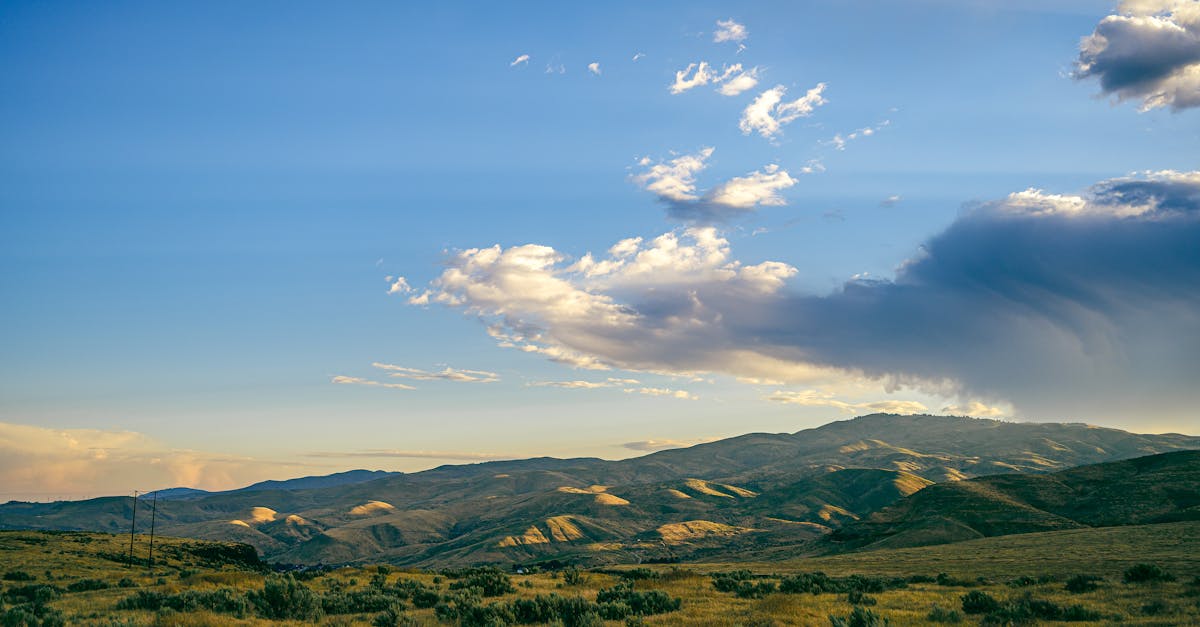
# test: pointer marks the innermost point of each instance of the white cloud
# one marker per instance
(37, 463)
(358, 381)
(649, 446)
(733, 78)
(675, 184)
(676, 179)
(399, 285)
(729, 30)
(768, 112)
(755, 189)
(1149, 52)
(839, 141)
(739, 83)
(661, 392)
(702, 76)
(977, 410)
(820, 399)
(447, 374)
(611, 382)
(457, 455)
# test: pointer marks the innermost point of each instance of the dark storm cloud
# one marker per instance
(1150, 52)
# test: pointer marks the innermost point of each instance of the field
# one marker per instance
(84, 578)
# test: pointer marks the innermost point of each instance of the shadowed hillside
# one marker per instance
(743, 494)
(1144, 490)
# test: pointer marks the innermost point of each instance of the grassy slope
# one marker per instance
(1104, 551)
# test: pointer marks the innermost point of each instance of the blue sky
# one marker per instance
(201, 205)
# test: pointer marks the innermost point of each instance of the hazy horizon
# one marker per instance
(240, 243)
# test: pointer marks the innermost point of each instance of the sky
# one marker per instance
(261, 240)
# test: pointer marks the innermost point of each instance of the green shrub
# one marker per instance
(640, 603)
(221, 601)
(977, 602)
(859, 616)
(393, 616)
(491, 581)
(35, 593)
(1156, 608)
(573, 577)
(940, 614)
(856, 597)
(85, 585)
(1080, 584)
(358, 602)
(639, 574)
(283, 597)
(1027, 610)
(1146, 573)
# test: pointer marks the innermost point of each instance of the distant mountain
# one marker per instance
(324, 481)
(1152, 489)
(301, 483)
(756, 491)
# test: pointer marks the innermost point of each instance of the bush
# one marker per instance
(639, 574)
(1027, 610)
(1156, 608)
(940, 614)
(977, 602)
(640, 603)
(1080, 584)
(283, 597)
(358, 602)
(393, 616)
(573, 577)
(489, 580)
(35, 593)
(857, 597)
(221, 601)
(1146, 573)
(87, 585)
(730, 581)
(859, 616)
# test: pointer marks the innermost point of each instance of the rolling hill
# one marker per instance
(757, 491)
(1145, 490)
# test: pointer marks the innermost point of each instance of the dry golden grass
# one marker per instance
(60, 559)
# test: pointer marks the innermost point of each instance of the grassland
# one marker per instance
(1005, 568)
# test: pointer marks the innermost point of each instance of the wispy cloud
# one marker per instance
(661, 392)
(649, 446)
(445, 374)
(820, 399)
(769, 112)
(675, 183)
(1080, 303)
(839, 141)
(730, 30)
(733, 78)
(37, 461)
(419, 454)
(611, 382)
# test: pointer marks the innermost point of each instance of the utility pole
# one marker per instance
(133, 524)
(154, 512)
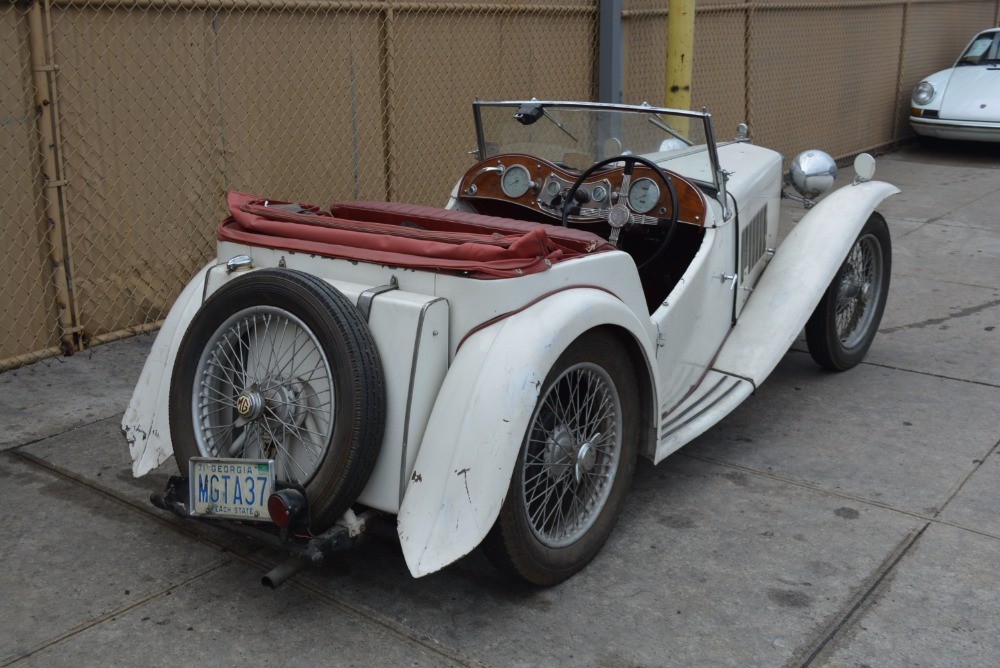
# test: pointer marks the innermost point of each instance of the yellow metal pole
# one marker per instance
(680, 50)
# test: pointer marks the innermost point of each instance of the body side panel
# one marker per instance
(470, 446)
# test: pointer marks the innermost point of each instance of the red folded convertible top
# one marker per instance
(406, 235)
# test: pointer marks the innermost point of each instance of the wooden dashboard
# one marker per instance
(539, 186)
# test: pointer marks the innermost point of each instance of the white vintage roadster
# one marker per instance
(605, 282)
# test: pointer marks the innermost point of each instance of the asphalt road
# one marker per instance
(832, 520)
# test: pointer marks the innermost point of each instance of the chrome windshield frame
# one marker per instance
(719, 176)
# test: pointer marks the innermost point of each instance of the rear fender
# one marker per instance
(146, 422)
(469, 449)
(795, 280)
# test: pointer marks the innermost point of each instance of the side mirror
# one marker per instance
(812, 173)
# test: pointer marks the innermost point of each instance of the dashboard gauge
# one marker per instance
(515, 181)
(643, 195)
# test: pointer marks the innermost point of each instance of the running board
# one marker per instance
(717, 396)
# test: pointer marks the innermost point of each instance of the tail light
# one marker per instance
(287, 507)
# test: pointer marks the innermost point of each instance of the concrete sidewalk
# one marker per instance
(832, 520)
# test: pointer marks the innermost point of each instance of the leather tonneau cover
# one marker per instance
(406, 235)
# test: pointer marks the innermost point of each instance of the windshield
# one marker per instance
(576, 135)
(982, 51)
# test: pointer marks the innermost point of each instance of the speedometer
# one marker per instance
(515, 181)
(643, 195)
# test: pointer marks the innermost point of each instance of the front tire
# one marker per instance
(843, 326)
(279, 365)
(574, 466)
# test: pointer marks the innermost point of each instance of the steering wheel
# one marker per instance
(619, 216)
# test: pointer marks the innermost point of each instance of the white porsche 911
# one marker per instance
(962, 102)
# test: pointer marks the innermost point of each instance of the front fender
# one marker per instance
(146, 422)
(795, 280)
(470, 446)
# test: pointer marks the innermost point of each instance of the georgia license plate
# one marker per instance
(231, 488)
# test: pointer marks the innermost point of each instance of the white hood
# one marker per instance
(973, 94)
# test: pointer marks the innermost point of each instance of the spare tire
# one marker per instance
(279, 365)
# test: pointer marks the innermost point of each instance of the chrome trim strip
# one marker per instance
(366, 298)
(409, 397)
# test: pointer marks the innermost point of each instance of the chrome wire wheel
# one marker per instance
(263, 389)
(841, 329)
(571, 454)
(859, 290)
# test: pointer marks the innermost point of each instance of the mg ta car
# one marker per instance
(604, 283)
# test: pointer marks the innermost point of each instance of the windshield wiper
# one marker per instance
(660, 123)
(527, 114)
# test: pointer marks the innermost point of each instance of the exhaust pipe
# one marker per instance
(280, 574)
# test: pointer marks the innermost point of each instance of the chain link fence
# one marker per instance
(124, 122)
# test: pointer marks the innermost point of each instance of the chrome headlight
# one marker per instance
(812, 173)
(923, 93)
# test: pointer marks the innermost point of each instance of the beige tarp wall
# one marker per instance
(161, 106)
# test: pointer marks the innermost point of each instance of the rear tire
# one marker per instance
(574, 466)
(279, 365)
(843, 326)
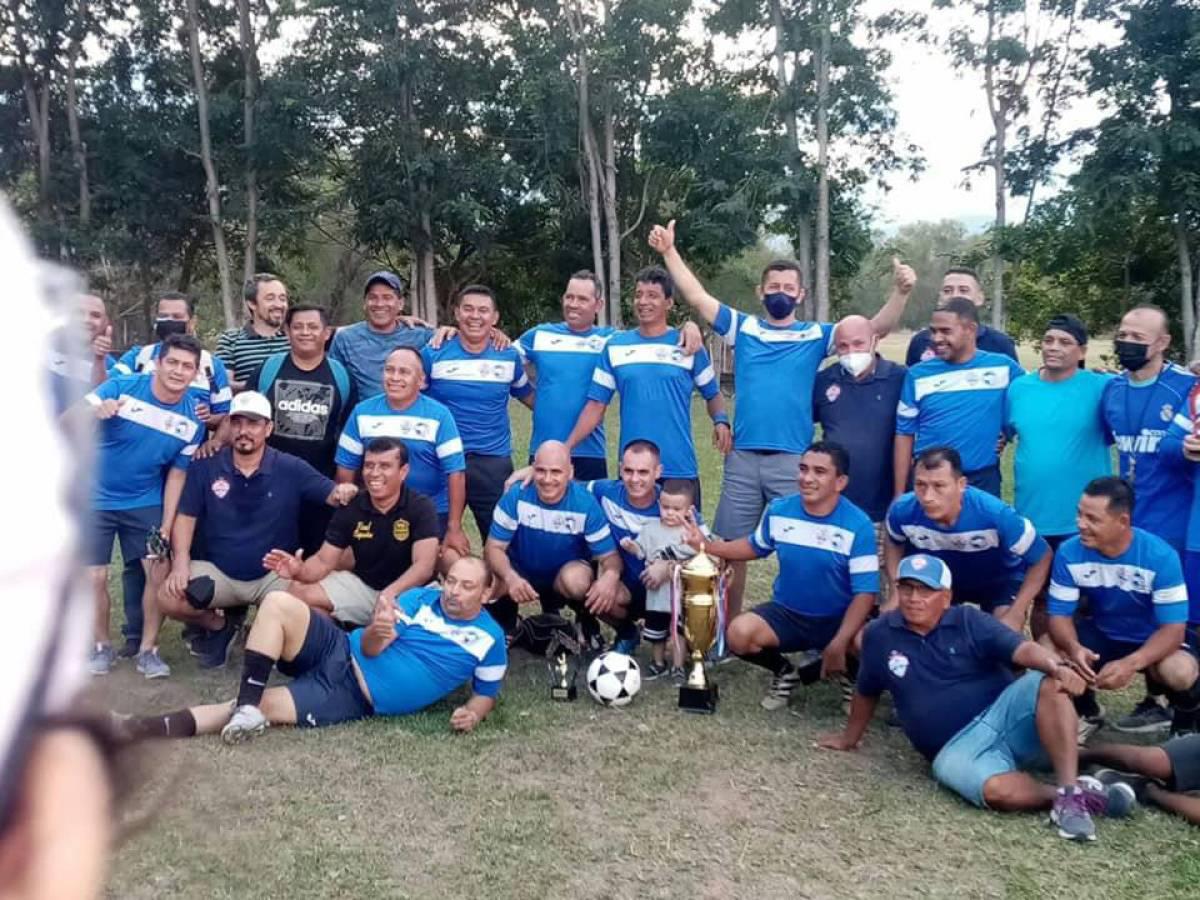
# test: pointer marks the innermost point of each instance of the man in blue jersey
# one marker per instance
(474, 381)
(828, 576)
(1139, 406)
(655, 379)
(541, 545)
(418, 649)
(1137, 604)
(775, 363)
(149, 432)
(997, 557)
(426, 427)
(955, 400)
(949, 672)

——

STATED GOAL:
Reproduce all of the material above verbatim, omitting the pictures.

FULL OUTPUT:
# test: pointer marks the innermost point of each instance of the white cloud
# one marker per instance
(37, 463)
(358, 381)
(649, 446)
(733, 78)
(675, 184)
(676, 179)
(399, 285)
(729, 30)
(768, 112)
(755, 189)
(1149, 52)
(839, 141)
(739, 83)
(661, 392)
(702, 76)
(977, 410)
(820, 399)
(447, 374)
(611, 382)
(457, 455)
# test: pointer marks the innermost point of each instance of the dark storm cloud
# one marker per instance
(1150, 52)
# test: pointer marks the innermost point of each instance of the field
# one marker per instance
(84, 578)
# test: pointer marks the innermost point of each instance of the shadowed hillside
# one marker per instance
(743, 494)
(1144, 490)
# test: pointer marks the innermost point of each instance of the grassy slope
# one marker per instance
(1104, 551)
# test: pointer marks the innermost point of each instance of the blue sky
# one marker per instance
(201, 205)
# test: pointer marks the innermost point of each instance of the hazy horizon
# one marker per instance
(240, 243)
# test: pointer marks the innermost point of each instance of the sky
# one marker per instance
(261, 240)
# test: pointer marks the innermost point of each instance of the green shrub
# one marker per instance
(640, 603)
(221, 601)
(977, 602)
(859, 616)
(393, 616)
(491, 581)
(35, 593)
(1156, 608)
(573, 577)
(940, 614)
(856, 597)
(85, 585)
(1080, 584)
(358, 602)
(639, 574)
(283, 597)
(1027, 610)
(1146, 573)
# test: pointer marks the innermost point of each instance of the distant mountain
# one marker per instance
(324, 481)
(1152, 489)
(301, 483)
(756, 491)
# test: pointer marks the innermost point of each instance of the bush
# one marker per instance
(639, 574)
(1027, 610)
(1156, 608)
(940, 614)
(977, 602)
(640, 603)
(1080, 584)
(283, 597)
(358, 602)
(393, 616)
(573, 577)
(489, 580)
(35, 593)
(857, 597)
(221, 601)
(1146, 573)
(87, 585)
(730, 581)
(859, 616)
# test: pointer marks the innermost point of each instance of the rolling hill
# one marker per instance
(757, 491)
(1145, 490)
# test: pointer marks the innermost point of each instance of the dry golden grass
# one marker per instance
(60, 559)
# test: pointer marks the innermost point of each instance of the grassland
# one marker per instance
(1005, 568)
# test: pointer marks the innermost point of each instance of the wispy cloud
# one marker per instance
(661, 392)
(649, 446)
(445, 374)
(820, 399)
(769, 112)
(675, 183)
(1080, 303)
(839, 141)
(730, 30)
(733, 78)
(37, 461)
(419, 454)
(611, 382)
# test: pointer marks the innermost point of each instance of the utility pole
# one marker per instance
(133, 524)
(154, 512)
# test: pointer marks the innermost point of each instance of the yellow metal pole
# one marker per instance
(680, 50)
# test: pointer marks the innermost point of each instance of the body side panel
# one marker per instance
(470, 446)
# test: pointer marks the innermost point of each instance of the red folded convertible top
# one marker per instance
(406, 235)
# test: pointer marks the innermost point of each instance of the wooden dashboard
# one marker per instance
(539, 186)
# test: pointer marks the innermost point of each instance of the white vintage roadster
# one marker per instance
(605, 282)
# test: pointer marks the innermost point of each instance of the asphalt road
# one marker per instance
(832, 520)
# test: pointer marks the innermost point of each instance of the chrome windshield frame
# one marker per instance
(719, 176)
# test: pointer marks the innermost point of each instance of the rear fender
# one marker per instance
(146, 422)
(469, 449)
(795, 280)
# test: pointer marks the innermost point of each instance of the side mirror
# one marker per instance
(812, 173)
# test: pointer marks the innermost point of each instance of the dashboard gauge
# one marker per instance
(515, 181)
(643, 195)
# test: pointer marks the innermost point of each instance of the running board
# one marker per instance
(717, 396)
# test: pointer marks the innermost point of each instance of the tail light
# one marker per instance
(287, 507)
# test: pointer marks the innermost point of each instance of the concrete sidewalk
# one marker per instance
(832, 520)
# test: pointer marks the innermost point of each instance of the leather tonneau cover
# one marker per instance
(406, 235)
# test: pointer marks the innermost point of each instance of the windshield
# one marker per instance
(576, 135)
(982, 51)
# test: pointer marks the innermost point of each instance of the speedometer
# one marker per instance
(515, 181)
(643, 195)
# test: pointer marks the innermost point of each instance of the front tire
# one marker per instance
(843, 326)
(279, 365)
(574, 466)
# test: pointer marks the innermost point of each instance of the steering wheel
# one marker per instance
(619, 216)
# test: pointer marks the innermost point of each instance of the white porsche 911
# one marker per instance
(962, 102)
# test: pointer marks the innermost point of each instance of the front fender
# one marker per instance
(146, 422)
(795, 280)
(470, 446)
# test: pointer marks the innermost point of each instance of the georgia license plate
# one marker per instance
(231, 488)
# test: pointer marks the innermost point of each instance of the white hood
# one marker per instance
(973, 94)
# test: pointer marks the innermost point of each instance of the spare tire
# one marker per instance
(279, 365)
# test: pointer marks the innermost point of each instance of the chrome trim strip
# one marker per instance
(366, 298)
(409, 397)
# test: pointer marks the innermost point of each instance of the chrome wire wheel
# one marker per instance
(263, 389)
(841, 329)
(571, 454)
(859, 290)
# test: pointer marks the innermost point of each instance of the mg ta car
# one marker per instance
(604, 283)
# test: pointer marks the innermost point of each instance of the windshield wiper
# one marker per instance
(660, 123)
(527, 114)
# test: pointer marks the innermost point of each instance of the exhaust pipe
# one marker per instance
(280, 574)
# test: pointer marks the innermost point of each instance of the chain link fence
# one marker per instance
(124, 122)
# test: pointer marks the innermost point of each instance of the chrome headlight
# one marker per instance
(812, 173)
(923, 93)
# test: pointer marks the innermost point of each instance of the beige tarp wall
# one marker per instance
(161, 106)
# test: pointer marks the innermost point of each instance of the rear tire
# one marker per instance
(574, 466)
(279, 365)
(843, 326)
# test: pointer marks the innermost point of each instance of the man in blue jersey
# one marker per instance
(474, 381)
(828, 576)
(1139, 406)
(655, 379)
(541, 545)
(418, 649)
(1137, 604)
(775, 363)
(149, 432)
(997, 557)
(426, 427)
(955, 400)
(949, 672)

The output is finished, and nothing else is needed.